**TASK TO COMPLETE**
Return the data below exactly, but only from the line containing "Placement rule: one point per instance of the headlight, set" through the line containing "Placement rule: one point per instance of the red", with both of those lines included.

>>>

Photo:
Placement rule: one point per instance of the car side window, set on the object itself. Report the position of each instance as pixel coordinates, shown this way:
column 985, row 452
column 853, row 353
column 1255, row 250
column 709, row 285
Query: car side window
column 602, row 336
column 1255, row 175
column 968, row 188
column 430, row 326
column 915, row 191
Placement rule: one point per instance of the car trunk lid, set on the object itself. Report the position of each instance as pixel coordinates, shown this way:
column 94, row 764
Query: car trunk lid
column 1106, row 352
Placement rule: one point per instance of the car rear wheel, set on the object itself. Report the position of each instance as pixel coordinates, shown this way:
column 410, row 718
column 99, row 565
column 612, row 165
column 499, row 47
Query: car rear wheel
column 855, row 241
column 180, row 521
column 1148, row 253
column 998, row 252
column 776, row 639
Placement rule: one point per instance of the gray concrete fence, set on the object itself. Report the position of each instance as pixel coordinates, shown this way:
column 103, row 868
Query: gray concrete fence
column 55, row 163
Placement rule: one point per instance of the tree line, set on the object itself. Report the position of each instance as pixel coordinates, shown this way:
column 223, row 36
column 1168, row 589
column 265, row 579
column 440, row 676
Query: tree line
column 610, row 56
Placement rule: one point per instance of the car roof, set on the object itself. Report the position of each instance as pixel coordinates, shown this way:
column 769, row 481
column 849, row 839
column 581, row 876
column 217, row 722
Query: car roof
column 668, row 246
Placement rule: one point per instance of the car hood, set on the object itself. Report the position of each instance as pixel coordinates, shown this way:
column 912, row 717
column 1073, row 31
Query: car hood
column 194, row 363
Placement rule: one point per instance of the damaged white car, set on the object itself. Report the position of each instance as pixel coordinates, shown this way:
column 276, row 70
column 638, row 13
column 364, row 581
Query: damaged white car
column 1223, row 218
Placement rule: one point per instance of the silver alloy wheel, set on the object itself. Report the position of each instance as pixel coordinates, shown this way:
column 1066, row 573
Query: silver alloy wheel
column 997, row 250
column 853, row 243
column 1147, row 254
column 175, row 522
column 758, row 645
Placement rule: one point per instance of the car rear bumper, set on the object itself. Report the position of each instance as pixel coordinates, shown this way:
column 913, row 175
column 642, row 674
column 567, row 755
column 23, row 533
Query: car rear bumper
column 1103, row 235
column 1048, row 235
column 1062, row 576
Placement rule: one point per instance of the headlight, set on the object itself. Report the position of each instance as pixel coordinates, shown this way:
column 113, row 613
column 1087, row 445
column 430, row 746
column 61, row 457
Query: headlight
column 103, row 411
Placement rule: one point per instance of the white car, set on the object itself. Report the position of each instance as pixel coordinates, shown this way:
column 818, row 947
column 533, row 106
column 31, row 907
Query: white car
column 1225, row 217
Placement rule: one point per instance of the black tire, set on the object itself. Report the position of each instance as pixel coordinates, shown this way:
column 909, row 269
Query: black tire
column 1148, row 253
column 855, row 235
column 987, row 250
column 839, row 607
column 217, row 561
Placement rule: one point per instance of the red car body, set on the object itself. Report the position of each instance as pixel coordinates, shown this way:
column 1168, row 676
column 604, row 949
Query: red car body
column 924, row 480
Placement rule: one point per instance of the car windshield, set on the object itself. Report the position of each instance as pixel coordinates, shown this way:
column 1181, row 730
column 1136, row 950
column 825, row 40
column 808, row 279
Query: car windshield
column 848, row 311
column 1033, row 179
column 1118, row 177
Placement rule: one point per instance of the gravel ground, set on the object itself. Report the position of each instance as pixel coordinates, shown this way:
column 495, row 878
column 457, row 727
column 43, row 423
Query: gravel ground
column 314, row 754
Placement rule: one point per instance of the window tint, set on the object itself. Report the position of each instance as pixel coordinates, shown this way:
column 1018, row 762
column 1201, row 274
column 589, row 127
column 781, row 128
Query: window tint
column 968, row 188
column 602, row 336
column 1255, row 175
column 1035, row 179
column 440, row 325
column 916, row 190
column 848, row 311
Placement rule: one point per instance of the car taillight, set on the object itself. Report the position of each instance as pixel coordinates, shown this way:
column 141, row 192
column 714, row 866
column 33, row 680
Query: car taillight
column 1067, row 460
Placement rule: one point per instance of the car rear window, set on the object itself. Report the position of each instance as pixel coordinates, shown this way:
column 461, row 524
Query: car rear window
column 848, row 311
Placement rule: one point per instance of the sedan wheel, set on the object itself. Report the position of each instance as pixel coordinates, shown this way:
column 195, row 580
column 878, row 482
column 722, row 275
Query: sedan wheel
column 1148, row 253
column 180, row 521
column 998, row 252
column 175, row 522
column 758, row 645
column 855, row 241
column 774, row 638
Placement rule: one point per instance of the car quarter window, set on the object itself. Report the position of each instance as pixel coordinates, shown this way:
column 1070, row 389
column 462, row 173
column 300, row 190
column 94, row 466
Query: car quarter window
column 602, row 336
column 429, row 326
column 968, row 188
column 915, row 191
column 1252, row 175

<<<

**ANSWER TO THIS PROBLEM**
Placement rule: one point per instance of the headlight, set on the object itself. Report the position of each instance as pixel coordinates, shown this way:
column 113, row 613
column 1087, row 445
column 430, row 746
column 61, row 457
Query: headlight
column 103, row 411
Placement rule: one point per instance of the white car, set on the object itself. Report the position of each instance as pixel coordinates, shown this way:
column 818, row 947
column 533, row 106
column 31, row 907
Query: white car
column 1225, row 217
Placement rule: one point per instance of the black tire, set on the object itself. Report the position of each instance as pixel coordinates, shown this way:
column 909, row 269
Query: black tire
column 1148, row 253
column 855, row 235
column 987, row 250
column 839, row 607
column 217, row 561
Placement rule: one point per instance of the red car body, set on the object itself. Report the position of each instance as pixel coordinates, shown this way:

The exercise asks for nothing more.